:: Data for this task

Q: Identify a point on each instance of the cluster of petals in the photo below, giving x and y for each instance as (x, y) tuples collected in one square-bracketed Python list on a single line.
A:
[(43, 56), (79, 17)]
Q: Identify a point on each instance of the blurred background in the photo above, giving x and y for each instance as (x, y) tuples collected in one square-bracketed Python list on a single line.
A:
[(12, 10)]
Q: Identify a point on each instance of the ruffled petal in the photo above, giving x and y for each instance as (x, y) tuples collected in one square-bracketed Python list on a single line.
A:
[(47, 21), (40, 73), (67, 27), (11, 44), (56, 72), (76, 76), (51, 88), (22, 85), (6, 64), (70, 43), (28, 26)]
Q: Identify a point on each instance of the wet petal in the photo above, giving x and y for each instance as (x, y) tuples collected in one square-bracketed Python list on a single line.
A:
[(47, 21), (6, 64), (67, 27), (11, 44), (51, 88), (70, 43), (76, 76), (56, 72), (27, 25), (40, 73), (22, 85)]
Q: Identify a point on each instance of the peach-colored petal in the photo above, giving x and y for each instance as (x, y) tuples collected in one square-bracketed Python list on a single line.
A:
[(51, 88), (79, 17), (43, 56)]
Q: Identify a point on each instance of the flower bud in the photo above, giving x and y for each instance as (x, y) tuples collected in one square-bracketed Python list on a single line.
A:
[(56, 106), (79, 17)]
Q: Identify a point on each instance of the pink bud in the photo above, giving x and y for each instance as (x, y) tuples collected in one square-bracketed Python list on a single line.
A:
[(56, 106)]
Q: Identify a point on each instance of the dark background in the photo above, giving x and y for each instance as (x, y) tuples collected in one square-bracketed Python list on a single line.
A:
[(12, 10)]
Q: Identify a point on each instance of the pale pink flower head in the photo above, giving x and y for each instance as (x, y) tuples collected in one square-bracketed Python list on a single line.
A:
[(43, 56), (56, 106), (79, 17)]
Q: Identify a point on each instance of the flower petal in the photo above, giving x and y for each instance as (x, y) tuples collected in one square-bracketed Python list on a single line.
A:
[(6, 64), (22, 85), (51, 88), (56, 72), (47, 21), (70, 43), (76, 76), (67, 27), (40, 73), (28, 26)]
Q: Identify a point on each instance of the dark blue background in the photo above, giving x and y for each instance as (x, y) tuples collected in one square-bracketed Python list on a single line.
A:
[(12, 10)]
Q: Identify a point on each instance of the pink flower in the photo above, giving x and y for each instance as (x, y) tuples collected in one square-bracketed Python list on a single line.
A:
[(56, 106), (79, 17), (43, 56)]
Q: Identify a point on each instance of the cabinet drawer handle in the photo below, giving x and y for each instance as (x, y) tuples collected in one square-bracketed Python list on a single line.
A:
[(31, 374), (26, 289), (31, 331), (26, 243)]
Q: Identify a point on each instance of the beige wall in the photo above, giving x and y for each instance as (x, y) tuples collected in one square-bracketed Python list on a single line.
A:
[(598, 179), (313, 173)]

::::

Stated exercise
Write out the data exactly as it stands.

The reply
Q: Identify a point on each instance of the cluster of petals in the photo below, giving x and y for each instance as (x, y) tuples collected in one square-bracketed Python list on a single line.
A:
[(43, 56), (79, 17)]
Q: Identify a point on each instance of the blurred background in the photo above, giving x and y for each instance as (x, y) tuples collected in one square-bracketed Python list on a single line.
A:
[(12, 10)]
Q: Identify a point on each instance of the ruffled petal in the photo above, giving x and y for each instance as (x, y) tuples collected in one square-bracketed Python list on a single line.
A:
[(47, 21), (40, 73), (67, 27), (11, 44), (56, 72), (76, 76), (51, 88), (22, 85), (6, 64), (70, 43), (28, 26)]
Q: Identify a point on each instance of the wet petal in the photo above, giving x and y for each instance as (x, y) tuples collected in one square-bracketed Python list on a single line.
A:
[(47, 21), (6, 64), (67, 27), (11, 44), (51, 88), (70, 43), (76, 76), (56, 72), (27, 25), (40, 73), (22, 85)]
Q: Identify a point on each instance of the peach-colored petal in the photo above, giving x and y for each instance as (x, y) tuples collected in one square-bracketed Python list on a single line.
A:
[(51, 88), (79, 17), (43, 56)]
Q: Identify a point on each instance of the flower bud in the photo above, giving x and y for each instance as (x, y) tuples collected in one square-bracketed Python list on a single line.
A:
[(56, 106), (79, 17)]
Q: Identify a point on each instance of the pink bud in the photo above, giving x and y for each instance as (x, y) tuples collected in one square-bracketed Python list on a single line.
A:
[(56, 106)]
Q: Identify a point on each instance of the dark background in the photo above, giving x and y for each instance as (x, y) tuples collected in one square-bracketed Python list on a single line.
A:
[(12, 10)]
Q: Identify a point on each instance of the pale pink flower head in the photo above, giving x and y for each instance as (x, y) tuples collected in one square-bracketed Python list on a single line.
A:
[(43, 56), (56, 106), (79, 17)]
Q: Identify a point on each instance of the flower petal in the photo above, giving x and y for each instance as (x, y) tuples collected in one square-bracketed Python list on a single line.
A:
[(6, 64), (22, 85), (51, 88), (56, 72), (47, 21), (70, 43), (76, 76), (67, 27), (40, 73), (28, 26)]
Q: Identify a point on each instance of the dark blue background in the photo above, giving x and y for each instance as (x, y) tuples collected in one square-bracketed Python list on a single line.
A:
[(12, 10)]
Q: Identify a point on each instance of the pink flower in the photo above, giving x and y for each instance as (x, y) tuples collected in one square-bracketed Python list on a single line.
A:
[(56, 106), (79, 17), (43, 56)]
Q: Identify a point on each instance of the cabinet drawer handle in the photo below, giving x and y for each instance as (x, y) tuples collected in one square-bracketed Python list on a single line.
A:
[(31, 374), (26, 289), (31, 331), (26, 243)]
Q: Identify a point on each instance of the beige wall in the photo above, giving x and y for each instance as (x, y) tuples collected in one square-bracketed Python list on a single line.
A:
[(598, 179), (313, 173)]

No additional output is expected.